* _Set task 1_
From the passage titled "Elizabeth," quote the text that begins at the words "It must have" and ends after the words "was Riverside Park.".
* _Set task 2_
Name every street or avenue mentioned in the passage titled "Elizabeth."
* _Set task 3_
According to the passage titled "Elizabeth," what kind of children made up an "IGC" class?

* _Passage shown_

Elizabeth

It must have been third or fourth grade at PS9 on the northeast corner of 82nd Street and West End Avenue.  It was an old building even then.  The playground was the cement enclosed “courtyard” in the rear of the building and the sidewalk on West End Avenue. There was a typical West End Avenue apartment building alongside the school to the north and more across the avenue.  Up 82nd street was Broadway and down was Riverside Park.    

Elizabeth was very dark.  We learned she came from Liberia and heard that her father worked at the United Nations.  Of course, how would a black child be in our class unless they or their parents were somehow special?  We were tracked in those days.  Ours was an “IGC” class.  We were intellectually gifted children.  Our West Side liberal parents permitted this tracking of their children into classes for their “intellectually gifted” and white offspring. This was a 1950’s privilege to be kept together on a track to better teachers, high schools and beyond with the other white, predominantly Jewish children of the neighborhood.

Object point labels:
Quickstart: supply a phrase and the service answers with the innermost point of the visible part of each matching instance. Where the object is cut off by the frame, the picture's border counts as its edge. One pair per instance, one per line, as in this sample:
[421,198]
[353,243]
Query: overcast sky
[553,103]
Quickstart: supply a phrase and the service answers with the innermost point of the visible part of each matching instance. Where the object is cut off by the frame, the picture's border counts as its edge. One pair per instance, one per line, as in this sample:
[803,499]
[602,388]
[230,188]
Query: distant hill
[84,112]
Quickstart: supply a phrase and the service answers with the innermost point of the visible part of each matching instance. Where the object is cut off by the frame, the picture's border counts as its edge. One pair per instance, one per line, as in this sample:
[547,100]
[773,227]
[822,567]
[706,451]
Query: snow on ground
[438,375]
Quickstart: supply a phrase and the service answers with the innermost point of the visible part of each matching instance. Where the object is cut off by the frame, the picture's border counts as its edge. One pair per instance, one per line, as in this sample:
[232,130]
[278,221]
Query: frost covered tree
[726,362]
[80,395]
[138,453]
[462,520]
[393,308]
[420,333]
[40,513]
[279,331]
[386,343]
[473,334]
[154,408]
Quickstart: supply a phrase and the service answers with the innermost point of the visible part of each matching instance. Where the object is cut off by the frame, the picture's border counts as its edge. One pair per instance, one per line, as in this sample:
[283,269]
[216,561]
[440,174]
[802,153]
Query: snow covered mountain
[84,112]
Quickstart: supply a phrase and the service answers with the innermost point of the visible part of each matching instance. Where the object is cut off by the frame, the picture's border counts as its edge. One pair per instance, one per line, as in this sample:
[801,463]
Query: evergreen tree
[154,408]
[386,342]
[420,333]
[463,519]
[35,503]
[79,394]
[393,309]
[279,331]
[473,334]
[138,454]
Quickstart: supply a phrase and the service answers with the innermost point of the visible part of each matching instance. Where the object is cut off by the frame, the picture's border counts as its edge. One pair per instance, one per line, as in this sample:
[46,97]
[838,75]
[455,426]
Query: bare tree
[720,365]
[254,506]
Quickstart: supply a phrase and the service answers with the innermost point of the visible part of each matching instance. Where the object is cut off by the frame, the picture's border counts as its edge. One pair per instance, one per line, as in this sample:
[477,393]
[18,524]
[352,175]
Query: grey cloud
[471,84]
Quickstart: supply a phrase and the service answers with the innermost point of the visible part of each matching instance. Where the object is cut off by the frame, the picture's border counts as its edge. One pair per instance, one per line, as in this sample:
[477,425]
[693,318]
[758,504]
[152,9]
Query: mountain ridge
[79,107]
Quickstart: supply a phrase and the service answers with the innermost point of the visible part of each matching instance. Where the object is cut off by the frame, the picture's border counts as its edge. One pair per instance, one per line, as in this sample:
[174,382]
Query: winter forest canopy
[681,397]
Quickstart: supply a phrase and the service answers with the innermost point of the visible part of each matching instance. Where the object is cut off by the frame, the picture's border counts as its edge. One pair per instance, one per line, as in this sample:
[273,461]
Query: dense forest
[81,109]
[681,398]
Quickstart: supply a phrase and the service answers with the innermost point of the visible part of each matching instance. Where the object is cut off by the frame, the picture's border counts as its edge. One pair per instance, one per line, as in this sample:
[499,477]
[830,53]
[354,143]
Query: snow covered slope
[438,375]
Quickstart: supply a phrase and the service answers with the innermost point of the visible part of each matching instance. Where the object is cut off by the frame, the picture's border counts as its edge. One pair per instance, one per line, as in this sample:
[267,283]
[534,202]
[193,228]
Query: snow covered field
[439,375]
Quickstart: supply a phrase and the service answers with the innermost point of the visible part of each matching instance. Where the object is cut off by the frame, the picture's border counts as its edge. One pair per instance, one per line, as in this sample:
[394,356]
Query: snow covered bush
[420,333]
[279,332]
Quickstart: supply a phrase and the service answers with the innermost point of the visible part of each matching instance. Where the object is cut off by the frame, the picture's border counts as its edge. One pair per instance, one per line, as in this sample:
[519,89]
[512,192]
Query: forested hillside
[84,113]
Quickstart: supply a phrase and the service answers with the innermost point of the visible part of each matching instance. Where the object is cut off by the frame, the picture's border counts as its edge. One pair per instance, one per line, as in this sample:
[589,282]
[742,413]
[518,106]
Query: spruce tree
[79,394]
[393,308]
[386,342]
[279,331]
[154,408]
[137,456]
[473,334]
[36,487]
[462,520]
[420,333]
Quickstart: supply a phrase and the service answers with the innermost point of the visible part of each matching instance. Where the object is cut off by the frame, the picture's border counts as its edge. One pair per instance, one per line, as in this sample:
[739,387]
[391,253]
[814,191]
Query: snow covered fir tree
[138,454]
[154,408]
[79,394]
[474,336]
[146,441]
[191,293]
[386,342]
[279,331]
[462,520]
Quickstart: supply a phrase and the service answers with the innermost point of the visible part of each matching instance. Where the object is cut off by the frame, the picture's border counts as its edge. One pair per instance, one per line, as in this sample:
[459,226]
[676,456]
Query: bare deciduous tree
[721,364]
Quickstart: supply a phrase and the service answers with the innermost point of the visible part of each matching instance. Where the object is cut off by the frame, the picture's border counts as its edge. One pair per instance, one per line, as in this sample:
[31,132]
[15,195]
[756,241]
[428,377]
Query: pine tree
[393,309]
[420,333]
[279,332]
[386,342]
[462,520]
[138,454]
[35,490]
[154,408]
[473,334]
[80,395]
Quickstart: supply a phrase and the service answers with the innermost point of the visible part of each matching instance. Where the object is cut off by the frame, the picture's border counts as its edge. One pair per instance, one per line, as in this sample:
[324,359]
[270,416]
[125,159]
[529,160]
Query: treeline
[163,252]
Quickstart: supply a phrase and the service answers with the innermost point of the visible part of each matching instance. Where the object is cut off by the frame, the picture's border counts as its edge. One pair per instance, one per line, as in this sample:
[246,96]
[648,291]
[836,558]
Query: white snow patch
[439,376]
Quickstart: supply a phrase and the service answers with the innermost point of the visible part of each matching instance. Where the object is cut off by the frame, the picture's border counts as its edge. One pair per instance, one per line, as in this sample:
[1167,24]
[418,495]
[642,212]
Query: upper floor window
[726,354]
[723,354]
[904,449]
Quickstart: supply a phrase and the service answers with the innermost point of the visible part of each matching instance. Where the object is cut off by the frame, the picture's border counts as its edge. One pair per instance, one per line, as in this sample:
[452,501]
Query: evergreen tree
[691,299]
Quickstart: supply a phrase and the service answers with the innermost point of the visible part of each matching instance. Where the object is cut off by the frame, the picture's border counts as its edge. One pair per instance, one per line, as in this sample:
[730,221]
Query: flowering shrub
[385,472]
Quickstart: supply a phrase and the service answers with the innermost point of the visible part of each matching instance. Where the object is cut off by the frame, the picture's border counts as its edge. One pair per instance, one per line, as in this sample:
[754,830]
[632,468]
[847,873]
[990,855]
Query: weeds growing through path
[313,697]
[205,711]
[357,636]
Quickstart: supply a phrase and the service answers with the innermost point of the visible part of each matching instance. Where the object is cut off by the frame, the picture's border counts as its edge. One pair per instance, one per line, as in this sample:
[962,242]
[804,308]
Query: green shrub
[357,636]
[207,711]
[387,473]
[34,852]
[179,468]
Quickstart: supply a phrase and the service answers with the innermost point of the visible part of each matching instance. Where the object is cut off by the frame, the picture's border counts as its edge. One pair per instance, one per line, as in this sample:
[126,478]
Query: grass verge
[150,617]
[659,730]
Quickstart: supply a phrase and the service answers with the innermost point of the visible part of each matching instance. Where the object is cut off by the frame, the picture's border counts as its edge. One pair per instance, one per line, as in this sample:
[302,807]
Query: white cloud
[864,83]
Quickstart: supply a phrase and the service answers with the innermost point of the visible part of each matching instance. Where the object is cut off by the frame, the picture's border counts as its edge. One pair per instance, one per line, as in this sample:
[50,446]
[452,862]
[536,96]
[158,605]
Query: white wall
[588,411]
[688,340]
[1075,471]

* _Complete output 1_
It must have been third or fourth grade at PS9 on the northeast corner of 82nd Street and West End Avenue.  It was an old building even then.  The playground was the cement enclosed “courtyard” in the rear of the building and the sidewalk on West End Avenue. There was a typical West End Avenue apartment building alongside the school to the north and more across the avenue.  Up 82nd street was Broadway and down was Riverside Park.

* _Complete output 2_
82nd Street, West End Avenue, Broadway

* _Complete output 3_
Intellectually gifted children.